* About this task *
From the line with "Target: pink flower" through the final line below, restate each line word for word and return nothing else.

* Provided data *
- - - -

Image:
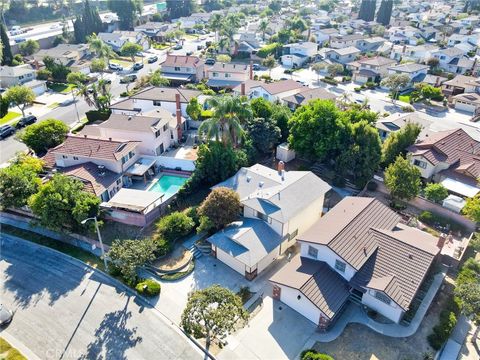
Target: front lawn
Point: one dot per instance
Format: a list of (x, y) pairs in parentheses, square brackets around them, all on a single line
[(9, 117)]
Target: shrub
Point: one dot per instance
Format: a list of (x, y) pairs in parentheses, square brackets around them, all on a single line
[(148, 287)]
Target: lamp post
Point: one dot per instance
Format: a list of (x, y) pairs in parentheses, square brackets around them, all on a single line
[(99, 239)]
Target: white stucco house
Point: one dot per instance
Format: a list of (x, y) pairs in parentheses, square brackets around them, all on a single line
[(359, 252), (277, 206)]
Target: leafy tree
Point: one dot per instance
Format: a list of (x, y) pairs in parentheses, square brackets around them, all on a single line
[(128, 255), (402, 179), (264, 133), (130, 49), (44, 135), (7, 56), (397, 142), (62, 202), (317, 130), (395, 83), (212, 313), (229, 114), (19, 181), (194, 109), (436, 192), (28, 47), (21, 96), (222, 206)]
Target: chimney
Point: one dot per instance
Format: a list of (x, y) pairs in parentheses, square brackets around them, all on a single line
[(179, 116), (441, 240)]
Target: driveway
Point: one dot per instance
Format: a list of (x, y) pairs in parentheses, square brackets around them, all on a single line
[(64, 310)]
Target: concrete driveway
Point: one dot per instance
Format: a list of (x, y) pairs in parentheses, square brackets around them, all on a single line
[(276, 332), (64, 310)]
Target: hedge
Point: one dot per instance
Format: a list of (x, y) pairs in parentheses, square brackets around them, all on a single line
[(148, 287)]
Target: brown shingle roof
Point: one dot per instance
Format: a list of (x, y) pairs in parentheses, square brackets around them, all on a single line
[(95, 148)]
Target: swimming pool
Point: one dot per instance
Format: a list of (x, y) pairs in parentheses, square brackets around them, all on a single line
[(168, 185)]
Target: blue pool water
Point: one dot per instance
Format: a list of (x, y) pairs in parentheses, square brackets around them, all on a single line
[(168, 185)]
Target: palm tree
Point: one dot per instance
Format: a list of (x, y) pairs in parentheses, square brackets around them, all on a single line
[(263, 27), (229, 114)]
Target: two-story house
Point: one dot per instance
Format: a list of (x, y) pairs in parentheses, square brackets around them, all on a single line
[(451, 158), (358, 251), (21, 75), (180, 69), (277, 206)]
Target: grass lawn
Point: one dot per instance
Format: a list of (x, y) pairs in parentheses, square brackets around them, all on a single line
[(9, 117), (71, 250), (61, 88)]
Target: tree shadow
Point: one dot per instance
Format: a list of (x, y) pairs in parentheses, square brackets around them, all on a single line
[(113, 337)]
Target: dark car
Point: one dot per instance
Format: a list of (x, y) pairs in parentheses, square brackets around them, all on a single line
[(27, 120), (6, 131), (137, 66)]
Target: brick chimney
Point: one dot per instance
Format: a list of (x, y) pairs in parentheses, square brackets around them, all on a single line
[(179, 116)]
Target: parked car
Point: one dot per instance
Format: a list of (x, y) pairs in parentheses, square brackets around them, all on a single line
[(210, 61), (6, 131), (6, 315), (27, 120), (127, 79), (137, 66)]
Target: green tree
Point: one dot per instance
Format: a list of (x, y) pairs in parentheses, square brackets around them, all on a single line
[(221, 207), (395, 83), (436, 192), (28, 47), (402, 179), (229, 114), (194, 109), (7, 56), (212, 313), (62, 202), (130, 49), (19, 181), (20, 96), (397, 142), (44, 135), (128, 255), (264, 133), (317, 130)]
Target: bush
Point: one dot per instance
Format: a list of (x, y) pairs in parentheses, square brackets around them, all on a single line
[(148, 287)]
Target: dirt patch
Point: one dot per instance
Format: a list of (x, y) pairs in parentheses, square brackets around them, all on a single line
[(358, 342)]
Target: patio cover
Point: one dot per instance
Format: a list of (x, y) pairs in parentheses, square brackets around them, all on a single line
[(140, 167), (134, 200), (459, 187)]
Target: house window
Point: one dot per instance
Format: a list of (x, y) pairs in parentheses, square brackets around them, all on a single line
[(313, 252), (420, 164), (382, 297), (340, 265)]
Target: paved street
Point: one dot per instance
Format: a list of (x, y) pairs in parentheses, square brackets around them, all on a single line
[(66, 311)]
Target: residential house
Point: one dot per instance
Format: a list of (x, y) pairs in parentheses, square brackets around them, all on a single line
[(370, 69), (228, 75), (21, 75), (359, 252), (451, 158), (305, 95), (277, 206), (297, 54), (181, 69), (119, 38), (343, 55)]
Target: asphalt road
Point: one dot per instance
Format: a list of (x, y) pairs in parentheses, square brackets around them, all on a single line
[(64, 310)]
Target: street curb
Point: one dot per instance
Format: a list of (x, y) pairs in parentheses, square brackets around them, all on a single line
[(77, 262)]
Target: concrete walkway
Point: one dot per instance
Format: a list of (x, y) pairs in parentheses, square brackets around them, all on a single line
[(355, 314)]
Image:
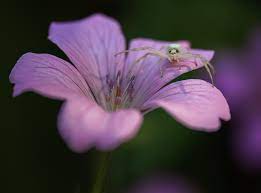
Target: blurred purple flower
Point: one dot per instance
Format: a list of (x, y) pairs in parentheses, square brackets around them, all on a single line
[(239, 76), (106, 96), (164, 184)]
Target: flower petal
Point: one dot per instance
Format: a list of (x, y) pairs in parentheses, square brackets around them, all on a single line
[(158, 72), (195, 103), (47, 75), (91, 44), (84, 124)]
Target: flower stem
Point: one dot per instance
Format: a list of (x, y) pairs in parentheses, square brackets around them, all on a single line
[(102, 173)]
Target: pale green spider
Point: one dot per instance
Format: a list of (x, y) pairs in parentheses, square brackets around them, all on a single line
[(174, 53)]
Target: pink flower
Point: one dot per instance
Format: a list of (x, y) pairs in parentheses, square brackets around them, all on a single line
[(106, 96)]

- - - -

* Solution to this exercise *
Target: pink flower
Point: one dot per instance
Format: a list of (x, y) pairs in parentheses, square brackets around them, all on a single line
[(106, 96)]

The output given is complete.